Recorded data
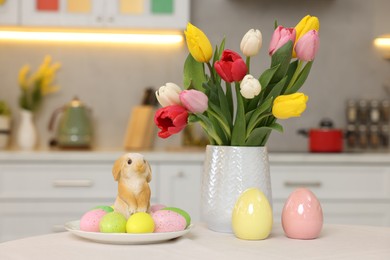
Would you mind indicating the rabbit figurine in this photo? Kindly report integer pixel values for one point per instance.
(133, 174)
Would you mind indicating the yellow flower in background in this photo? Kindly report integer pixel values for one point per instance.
(198, 44)
(39, 84)
(23, 81)
(286, 106)
(307, 23)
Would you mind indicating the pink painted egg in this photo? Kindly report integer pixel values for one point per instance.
(90, 220)
(168, 221)
(156, 207)
(302, 216)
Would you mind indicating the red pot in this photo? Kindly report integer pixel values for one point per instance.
(325, 139)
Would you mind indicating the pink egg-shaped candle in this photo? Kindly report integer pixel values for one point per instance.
(302, 216)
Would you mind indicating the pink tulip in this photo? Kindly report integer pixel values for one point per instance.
(194, 101)
(231, 67)
(171, 120)
(280, 37)
(307, 46)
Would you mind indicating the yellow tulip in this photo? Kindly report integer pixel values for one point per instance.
(307, 23)
(286, 106)
(23, 81)
(198, 44)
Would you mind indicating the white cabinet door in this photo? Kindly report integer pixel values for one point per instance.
(68, 13)
(180, 186)
(168, 14)
(9, 11)
(134, 14)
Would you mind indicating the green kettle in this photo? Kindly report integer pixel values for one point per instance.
(74, 129)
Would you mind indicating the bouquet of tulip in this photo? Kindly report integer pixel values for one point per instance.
(243, 110)
(38, 85)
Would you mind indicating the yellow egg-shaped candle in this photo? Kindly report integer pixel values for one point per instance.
(252, 216)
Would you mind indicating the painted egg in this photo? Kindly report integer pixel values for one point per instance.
(252, 217)
(140, 222)
(155, 207)
(181, 212)
(113, 222)
(168, 221)
(302, 216)
(105, 208)
(90, 220)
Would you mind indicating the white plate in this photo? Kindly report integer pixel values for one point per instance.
(124, 238)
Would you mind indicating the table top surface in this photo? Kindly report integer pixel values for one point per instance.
(335, 242)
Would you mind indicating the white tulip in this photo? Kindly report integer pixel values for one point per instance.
(251, 43)
(250, 87)
(168, 95)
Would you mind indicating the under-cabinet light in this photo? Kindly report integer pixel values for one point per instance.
(93, 36)
(382, 44)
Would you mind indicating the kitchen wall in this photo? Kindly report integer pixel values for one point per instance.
(111, 79)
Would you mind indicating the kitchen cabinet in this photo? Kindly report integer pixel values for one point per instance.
(134, 14)
(180, 185)
(9, 13)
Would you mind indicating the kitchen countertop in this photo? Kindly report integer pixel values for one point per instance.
(335, 242)
(188, 155)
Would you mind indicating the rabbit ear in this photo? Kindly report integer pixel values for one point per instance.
(149, 172)
(116, 169)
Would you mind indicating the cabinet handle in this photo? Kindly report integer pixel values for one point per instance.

* _What is being asked_
Print all the records exactly, minus any images.

* _Answer_
Would you mind indicating the rabbit figurine in this photo? Kindly report integer pixel values for one point per instance.
(133, 174)
Would you mind indicating the yellow flower in background in this photo? Kindly report integer pixel values for one point per instance.
(198, 44)
(39, 84)
(23, 81)
(286, 106)
(307, 23)
Would you mind indicating the pink painted egg in this photo? Kindly report integer pixel values for one point per instance.
(90, 220)
(168, 221)
(156, 207)
(302, 216)
Would you mind indicating the red pot in this photo? Kindly report integer pixel values for one point per instance.
(325, 139)
Would you mind indicating the pink egg-shaped candle in this photo? Kindly report integer pixel values for one point per instance.
(302, 216)
Would you mind indicating the pink tulip in this photo? Kindly report integer pixel values for one point per instance.
(194, 101)
(231, 67)
(171, 120)
(280, 37)
(307, 46)
Would you mind indicating the yellow tulip in this photo? Kindly report integer pixel values for one point per instance.
(307, 23)
(286, 106)
(23, 81)
(198, 44)
Would you mind indicating the white cabinet door in this photo? Kindly report integer pixel values for one point per instance.
(68, 13)
(180, 186)
(168, 14)
(9, 11)
(134, 14)
Would you mind indicating the green kettle in this photo? Kindly report integer pixel values for one point per instance.
(74, 129)
Would you mind indicating the bouquet of tulip in this photo? Kindly report integer pixel values for one point per instance.
(243, 110)
(38, 85)
Would you mind indicating the yellow egg-shaped candle in this photo? Kindly report integer pixel values for one point per instance.
(252, 216)
Would you mind indicating the painted egg in this photo? Kindly report integer pixel values for one point per instance.
(252, 217)
(140, 222)
(155, 207)
(181, 212)
(113, 222)
(168, 221)
(302, 216)
(105, 208)
(90, 220)
Would you mind indicating the white plate in this photo? Kindly report integer pixel values for one point per instance.
(124, 238)
Would you mind indicating the table top surface in this photo? Kindly report integer pixel values for one point per instance.
(335, 242)
Would you mind indicating the white tulip in this photo? Kindly report integer pixel values for one point per instance.
(251, 43)
(250, 87)
(168, 95)
Would you mind indicating the under-cabinet light in this photo? Kindly report integer pixel values for one point per instance.
(93, 36)
(382, 44)
Would you mind indicating the kitchen wall in this photo? Kindly report integer pixel values for one point per instance.
(111, 79)
Would you mind indicating the kitchen cabinet in this photo? Kindly report integer pixel values for one point per instance.
(134, 14)
(180, 185)
(9, 13)
Would you mind indicating the kitchen countertop in this photo? Kindly report integer pixel values for one point per instance.
(335, 242)
(188, 155)
Would you mind indicating the rabbit ear in this photo? Kindly report integer pixel values for one point per instance.
(149, 172)
(116, 169)
Would you mind indicating the cabinet handle in this photo? Kindly report integer pixel values for one point per instance.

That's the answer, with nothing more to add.